---- Исходные данные

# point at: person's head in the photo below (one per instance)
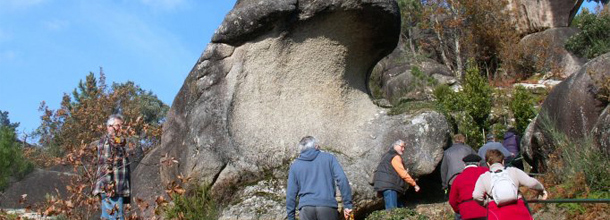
(490, 137)
(114, 124)
(459, 139)
(471, 159)
(308, 142)
(494, 156)
(398, 146)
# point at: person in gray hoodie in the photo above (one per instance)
(312, 177)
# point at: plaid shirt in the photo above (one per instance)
(112, 168)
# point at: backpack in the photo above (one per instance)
(503, 189)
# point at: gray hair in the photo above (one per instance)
(113, 118)
(398, 142)
(308, 142)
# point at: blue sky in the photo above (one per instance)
(47, 46)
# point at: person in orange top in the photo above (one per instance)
(390, 177)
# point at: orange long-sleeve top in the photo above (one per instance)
(402, 172)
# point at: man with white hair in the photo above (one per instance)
(112, 183)
(312, 177)
(390, 177)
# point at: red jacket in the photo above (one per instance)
(460, 196)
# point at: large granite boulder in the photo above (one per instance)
(535, 16)
(575, 108)
(545, 52)
(277, 71)
(37, 186)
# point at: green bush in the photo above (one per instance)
(196, 204)
(593, 40)
(523, 107)
(576, 156)
(12, 162)
(396, 214)
(468, 109)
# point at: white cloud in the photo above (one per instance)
(163, 4)
(56, 25)
(19, 4)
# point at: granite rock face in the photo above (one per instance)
(275, 72)
(535, 16)
(576, 107)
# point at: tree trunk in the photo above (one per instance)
(458, 59)
(441, 45)
(411, 44)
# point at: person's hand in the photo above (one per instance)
(544, 195)
(346, 213)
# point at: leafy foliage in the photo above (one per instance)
(482, 30)
(12, 162)
(593, 40)
(81, 121)
(197, 204)
(469, 108)
(71, 131)
(5, 121)
(577, 169)
(523, 107)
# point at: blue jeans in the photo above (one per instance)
(390, 197)
(112, 205)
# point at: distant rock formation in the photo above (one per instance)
(545, 52)
(277, 71)
(535, 16)
(575, 109)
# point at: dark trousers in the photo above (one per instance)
(392, 200)
(318, 213)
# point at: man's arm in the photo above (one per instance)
(343, 183)
(524, 179)
(402, 172)
(444, 170)
(291, 195)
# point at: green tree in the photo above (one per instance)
(5, 121)
(593, 40)
(523, 107)
(80, 122)
(12, 162)
(468, 110)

--------

* Описание задания *
Перепишите без изменений строки выше, начиная со строки, в которой есть "# point at: backpack", и до последней строки включительно.

* Результат выполнения *
# point at: backpack in the photo above (one per instance)
(503, 189)
# point at: gray hair in the photo above (one per instance)
(113, 118)
(398, 142)
(308, 142)
# point at: blue sky in the photo above (one per instance)
(47, 46)
# point at: person in orange top in the photo above (one per instance)
(390, 177)
# point at: orange long-sleeve top in the photo above (one per instance)
(402, 172)
# point at: man with white hair in the photo above (one per instance)
(112, 183)
(312, 177)
(390, 177)
# point at: red jacket in the photo above (one per instance)
(460, 196)
# point at: large granite boulder in the photo above (one per instance)
(535, 16)
(575, 108)
(545, 52)
(277, 71)
(37, 186)
# point at: green bush in the photo above (one per instance)
(196, 204)
(593, 40)
(523, 107)
(576, 156)
(12, 162)
(396, 214)
(468, 109)
# point at: white cloud in the photo above (one per instance)
(163, 4)
(56, 25)
(19, 4)
# point at: granite rock face in the photo above (one per instance)
(275, 72)
(535, 16)
(576, 107)
# point at: tree trunk in the photo above (one per instance)
(458, 59)
(441, 45)
(411, 44)
# point at: person's hand in the photo above (one per instance)
(544, 195)
(346, 213)
# point at: leafy foliage in the photo above (one per instance)
(482, 30)
(12, 162)
(593, 40)
(81, 121)
(197, 204)
(469, 108)
(71, 131)
(5, 121)
(577, 169)
(523, 107)
# point at: blue jeans in the photo above (one per instance)
(390, 197)
(112, 205)
# point at: distant rock formation in the photo above (one per instance)
(545, 52)
(277, 71)
(535, 16)
(575, 109)
# point at: dark trousers in the photo above (one per instance)
(392, 200)
(318, 213)
# point at: man's arm in the photo above (one per instance)
(343, 183)
(524, 179)
(402, 172)
(444, 170)
(291, 195)
# point at: green tree in the photo above (one per instance)
(5, 121)
(593, 40)
(523, 107)
(80, 122)
(12, 162)
(468, 110)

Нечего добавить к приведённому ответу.